_Short task_: Put the lines into a numbered list, starting at the line that contains "Where can the tree canopy" and ending with the last of the rows below. Leave out any blank lines.

>> Start

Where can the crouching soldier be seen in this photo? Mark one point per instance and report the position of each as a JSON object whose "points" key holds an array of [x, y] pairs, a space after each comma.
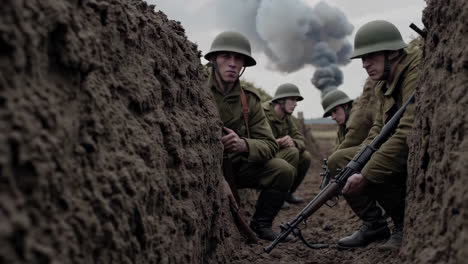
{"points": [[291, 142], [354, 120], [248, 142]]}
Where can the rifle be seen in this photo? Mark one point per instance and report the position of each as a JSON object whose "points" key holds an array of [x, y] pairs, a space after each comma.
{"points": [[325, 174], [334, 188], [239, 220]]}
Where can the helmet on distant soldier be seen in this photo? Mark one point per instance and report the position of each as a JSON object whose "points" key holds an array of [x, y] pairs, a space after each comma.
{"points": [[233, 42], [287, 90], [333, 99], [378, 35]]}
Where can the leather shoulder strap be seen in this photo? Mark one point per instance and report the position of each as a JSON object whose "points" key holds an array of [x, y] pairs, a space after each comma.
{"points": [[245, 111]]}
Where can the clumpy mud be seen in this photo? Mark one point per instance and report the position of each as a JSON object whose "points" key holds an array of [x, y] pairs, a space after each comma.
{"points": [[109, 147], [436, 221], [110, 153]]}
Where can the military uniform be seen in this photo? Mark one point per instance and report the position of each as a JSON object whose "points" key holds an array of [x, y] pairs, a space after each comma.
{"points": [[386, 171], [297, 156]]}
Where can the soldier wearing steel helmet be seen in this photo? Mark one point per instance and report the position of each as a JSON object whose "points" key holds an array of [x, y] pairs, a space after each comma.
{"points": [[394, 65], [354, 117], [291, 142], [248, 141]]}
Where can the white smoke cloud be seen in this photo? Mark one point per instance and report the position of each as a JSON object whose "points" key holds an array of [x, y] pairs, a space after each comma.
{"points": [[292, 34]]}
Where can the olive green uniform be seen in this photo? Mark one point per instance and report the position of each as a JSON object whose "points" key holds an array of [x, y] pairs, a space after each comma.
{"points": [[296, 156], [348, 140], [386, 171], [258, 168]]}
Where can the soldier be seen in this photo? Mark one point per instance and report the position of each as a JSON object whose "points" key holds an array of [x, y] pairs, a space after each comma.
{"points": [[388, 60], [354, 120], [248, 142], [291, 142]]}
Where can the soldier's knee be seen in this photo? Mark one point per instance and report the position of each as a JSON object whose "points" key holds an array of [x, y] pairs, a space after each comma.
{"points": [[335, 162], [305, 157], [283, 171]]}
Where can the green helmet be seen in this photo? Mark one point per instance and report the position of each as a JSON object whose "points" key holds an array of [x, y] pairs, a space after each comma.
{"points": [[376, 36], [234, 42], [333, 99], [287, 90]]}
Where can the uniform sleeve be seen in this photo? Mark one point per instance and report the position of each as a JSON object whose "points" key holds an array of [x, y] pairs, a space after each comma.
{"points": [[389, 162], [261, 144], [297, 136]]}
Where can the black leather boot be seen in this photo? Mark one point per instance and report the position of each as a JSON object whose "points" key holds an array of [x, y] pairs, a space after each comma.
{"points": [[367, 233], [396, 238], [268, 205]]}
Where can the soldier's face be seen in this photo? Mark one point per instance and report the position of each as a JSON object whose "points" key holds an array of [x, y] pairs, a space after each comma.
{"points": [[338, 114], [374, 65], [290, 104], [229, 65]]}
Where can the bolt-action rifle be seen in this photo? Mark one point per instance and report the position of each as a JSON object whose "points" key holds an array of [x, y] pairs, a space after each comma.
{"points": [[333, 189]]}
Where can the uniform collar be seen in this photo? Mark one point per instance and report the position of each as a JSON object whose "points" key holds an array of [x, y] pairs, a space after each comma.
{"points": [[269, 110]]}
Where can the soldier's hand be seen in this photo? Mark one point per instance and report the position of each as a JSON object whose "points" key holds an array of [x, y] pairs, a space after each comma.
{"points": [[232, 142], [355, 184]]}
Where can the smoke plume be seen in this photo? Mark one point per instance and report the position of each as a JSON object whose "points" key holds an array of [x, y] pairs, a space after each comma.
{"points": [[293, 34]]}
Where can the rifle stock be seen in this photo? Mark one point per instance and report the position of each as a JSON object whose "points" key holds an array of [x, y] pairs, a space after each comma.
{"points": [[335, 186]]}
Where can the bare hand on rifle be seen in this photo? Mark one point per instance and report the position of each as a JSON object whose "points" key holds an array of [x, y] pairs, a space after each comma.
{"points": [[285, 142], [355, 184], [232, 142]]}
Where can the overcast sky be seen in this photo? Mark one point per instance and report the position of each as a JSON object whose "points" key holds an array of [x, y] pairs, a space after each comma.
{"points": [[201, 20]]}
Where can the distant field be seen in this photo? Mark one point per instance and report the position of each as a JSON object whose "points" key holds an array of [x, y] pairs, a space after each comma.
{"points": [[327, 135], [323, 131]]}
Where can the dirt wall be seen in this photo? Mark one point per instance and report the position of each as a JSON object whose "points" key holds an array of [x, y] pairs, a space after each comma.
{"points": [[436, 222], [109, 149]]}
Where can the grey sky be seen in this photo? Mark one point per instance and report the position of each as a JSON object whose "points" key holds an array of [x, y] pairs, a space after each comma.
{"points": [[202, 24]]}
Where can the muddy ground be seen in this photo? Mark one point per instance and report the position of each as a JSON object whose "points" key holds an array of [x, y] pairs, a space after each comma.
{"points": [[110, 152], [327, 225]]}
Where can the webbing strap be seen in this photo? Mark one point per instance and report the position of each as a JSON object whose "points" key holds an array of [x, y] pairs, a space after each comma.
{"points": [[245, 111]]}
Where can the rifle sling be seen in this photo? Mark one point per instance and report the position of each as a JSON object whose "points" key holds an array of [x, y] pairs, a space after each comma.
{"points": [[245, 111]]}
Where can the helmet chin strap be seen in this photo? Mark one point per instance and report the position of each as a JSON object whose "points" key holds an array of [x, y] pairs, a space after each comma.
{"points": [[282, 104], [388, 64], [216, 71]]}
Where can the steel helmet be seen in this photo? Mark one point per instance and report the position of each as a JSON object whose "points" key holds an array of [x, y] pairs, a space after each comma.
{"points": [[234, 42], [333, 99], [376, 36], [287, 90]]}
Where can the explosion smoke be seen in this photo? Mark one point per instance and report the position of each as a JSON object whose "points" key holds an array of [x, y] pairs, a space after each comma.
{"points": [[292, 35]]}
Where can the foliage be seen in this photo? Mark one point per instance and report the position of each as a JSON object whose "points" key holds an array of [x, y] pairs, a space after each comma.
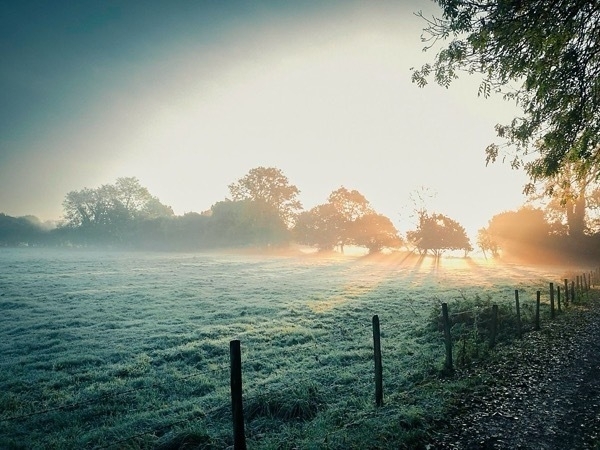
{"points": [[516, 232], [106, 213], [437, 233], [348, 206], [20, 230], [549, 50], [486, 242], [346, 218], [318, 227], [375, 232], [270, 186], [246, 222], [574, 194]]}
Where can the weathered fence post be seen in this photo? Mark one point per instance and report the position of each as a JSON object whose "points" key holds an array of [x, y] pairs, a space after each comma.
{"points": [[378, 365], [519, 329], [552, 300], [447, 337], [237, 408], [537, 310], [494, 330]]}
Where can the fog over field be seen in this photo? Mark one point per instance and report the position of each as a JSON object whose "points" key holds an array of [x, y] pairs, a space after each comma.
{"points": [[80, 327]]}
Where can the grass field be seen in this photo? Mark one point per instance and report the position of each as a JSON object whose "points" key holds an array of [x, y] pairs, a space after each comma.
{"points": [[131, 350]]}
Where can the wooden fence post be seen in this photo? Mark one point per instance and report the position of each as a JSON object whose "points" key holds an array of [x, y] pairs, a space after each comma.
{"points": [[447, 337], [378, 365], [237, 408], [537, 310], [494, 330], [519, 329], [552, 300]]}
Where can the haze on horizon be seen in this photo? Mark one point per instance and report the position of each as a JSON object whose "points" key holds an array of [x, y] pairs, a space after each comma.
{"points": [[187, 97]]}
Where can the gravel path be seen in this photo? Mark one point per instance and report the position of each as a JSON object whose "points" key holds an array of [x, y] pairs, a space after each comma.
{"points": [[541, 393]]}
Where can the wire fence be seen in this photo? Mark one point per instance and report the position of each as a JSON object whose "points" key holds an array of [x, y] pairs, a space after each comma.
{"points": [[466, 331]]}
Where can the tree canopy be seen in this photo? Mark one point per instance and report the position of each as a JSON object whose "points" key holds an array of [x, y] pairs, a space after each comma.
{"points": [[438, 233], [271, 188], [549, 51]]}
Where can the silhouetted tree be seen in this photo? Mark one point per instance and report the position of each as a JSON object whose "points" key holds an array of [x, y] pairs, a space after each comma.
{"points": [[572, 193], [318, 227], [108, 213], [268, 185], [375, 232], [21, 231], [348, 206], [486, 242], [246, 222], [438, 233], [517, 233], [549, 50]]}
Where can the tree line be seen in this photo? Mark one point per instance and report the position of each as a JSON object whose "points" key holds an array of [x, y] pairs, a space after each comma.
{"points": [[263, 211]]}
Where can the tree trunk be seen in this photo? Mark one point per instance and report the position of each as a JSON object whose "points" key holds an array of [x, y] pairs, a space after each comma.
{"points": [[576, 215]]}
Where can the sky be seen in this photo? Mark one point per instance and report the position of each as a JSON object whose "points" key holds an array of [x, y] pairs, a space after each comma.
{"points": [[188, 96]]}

>> End

_Result of the task_:
1. Where can the tree canopy be seen in this photo? Mark one point per instance and report the position of each as a JSON object whose "points" key holds an array of [x, y] pairs, a space after each comma.
2. {"points": [[438, 233], [271, 188], [549, 51]]}
3. Where can the silhouetted tree be seen in this photo? Mark one point per instance and report the position of each as a JSON object whose "points" key holds an array of [x, y] pairs, a space after each comma.
4. {"points": [[572, 193], [318, 227], [108, 213], [268, 185], [375, 232], [21, 231], [348, 206], [486, 242], [246, 222], [438, 233], [517, 233], [549, 50]]}
5. Where can the tree line be seen in this photo? Mark one point per instance and report the position of each as a JSON object whose "points" key holds an array of [x, y] pairs, a space after each comma.
6. {"points": [[263, 211]]}
7. Where can the tree trunk be seen in this photo? Mark one point per instance and report the position of each as a JSON object whose "points" key holds an array of [x, y] pairs, a space after each comma.
8. {"points": [[576, 215]]}
9. Where can the sky be seen in this photo? Mark one point per instance and report the position of each as a JSON object whose "points" key holds an array of [x, y] pairs, a space after each comma.
10. {"points": [[188, 96]]}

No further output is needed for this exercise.